What you need to do: Put every line of the entries below, from the first one up to and including the line with "[[167, 142]]", into a JSON list of strings with one string per line, leaving out blank lines.

Provided records:
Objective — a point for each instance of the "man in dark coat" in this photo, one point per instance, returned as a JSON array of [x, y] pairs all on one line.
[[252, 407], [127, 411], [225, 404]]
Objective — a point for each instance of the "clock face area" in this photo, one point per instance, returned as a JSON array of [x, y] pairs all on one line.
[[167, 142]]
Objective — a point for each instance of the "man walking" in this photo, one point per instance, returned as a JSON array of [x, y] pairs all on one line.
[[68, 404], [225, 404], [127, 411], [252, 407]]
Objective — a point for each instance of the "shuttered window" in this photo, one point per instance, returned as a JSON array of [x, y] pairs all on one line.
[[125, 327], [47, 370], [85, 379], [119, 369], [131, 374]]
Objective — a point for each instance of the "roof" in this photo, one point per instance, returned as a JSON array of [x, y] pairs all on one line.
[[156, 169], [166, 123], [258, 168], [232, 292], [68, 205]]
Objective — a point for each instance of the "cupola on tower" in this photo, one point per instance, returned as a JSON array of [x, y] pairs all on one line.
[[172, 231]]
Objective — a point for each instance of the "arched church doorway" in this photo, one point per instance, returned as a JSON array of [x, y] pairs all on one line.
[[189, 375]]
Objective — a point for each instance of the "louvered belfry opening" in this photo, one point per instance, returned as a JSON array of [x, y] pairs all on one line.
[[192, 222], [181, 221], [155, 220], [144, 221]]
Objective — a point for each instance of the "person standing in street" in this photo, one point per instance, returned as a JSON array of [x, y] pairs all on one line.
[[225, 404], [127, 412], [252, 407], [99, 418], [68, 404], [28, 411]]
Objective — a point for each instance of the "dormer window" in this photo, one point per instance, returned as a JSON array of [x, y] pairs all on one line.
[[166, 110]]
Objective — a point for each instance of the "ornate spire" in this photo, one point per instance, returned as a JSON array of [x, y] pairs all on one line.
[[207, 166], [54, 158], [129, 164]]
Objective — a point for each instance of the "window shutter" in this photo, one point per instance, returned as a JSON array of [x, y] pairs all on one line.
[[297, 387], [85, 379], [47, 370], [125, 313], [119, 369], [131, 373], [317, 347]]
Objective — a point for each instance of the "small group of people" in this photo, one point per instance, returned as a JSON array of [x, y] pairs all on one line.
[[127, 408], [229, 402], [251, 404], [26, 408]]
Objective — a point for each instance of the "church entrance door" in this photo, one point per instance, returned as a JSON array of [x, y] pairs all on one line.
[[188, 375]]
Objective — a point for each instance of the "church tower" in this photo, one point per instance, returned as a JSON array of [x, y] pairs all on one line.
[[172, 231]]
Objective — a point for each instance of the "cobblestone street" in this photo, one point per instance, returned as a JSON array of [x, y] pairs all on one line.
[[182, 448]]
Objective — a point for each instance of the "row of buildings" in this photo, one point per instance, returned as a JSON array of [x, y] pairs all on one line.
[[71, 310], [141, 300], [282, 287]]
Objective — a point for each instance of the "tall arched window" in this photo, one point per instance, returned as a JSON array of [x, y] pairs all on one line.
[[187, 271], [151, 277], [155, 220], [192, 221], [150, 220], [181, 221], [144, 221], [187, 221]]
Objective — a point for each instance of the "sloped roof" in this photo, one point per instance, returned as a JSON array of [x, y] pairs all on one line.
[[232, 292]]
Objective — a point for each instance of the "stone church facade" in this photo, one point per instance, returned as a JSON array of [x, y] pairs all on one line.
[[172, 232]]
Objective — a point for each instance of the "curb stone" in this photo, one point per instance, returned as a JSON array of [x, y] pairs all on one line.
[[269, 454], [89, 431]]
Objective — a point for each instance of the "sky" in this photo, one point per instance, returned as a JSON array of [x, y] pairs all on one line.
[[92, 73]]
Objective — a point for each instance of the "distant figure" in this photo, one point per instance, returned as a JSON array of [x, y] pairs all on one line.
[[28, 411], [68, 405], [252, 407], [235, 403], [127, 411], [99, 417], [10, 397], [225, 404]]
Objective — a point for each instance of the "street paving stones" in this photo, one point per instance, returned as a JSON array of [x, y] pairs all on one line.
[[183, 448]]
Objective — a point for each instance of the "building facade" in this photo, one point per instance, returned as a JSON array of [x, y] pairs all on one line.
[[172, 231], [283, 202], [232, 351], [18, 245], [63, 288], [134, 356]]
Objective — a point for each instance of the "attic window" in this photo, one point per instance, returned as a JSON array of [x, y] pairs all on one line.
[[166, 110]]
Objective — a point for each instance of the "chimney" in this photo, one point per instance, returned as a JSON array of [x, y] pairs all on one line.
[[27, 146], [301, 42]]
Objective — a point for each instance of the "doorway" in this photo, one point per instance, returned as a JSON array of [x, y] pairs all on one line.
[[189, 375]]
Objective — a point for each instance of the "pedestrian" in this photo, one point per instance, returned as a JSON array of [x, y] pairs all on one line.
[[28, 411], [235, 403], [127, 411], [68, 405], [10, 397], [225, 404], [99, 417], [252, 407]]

Output of the exercise:
[
  "Objective — a point for each instance of the \"man in dark coat\" in this photo, one point per instance, returned as a JSON array of [x, y] pairs all on one line.",
  "[[252, 407], [127, 411], [225, 404]]",
  "Objective — a point for each instance of the \"clock face area\" in this photo, one point per instance, returned as a JSON array of [x, y] pairs all on one line.",
  "[[167, 142]]"
]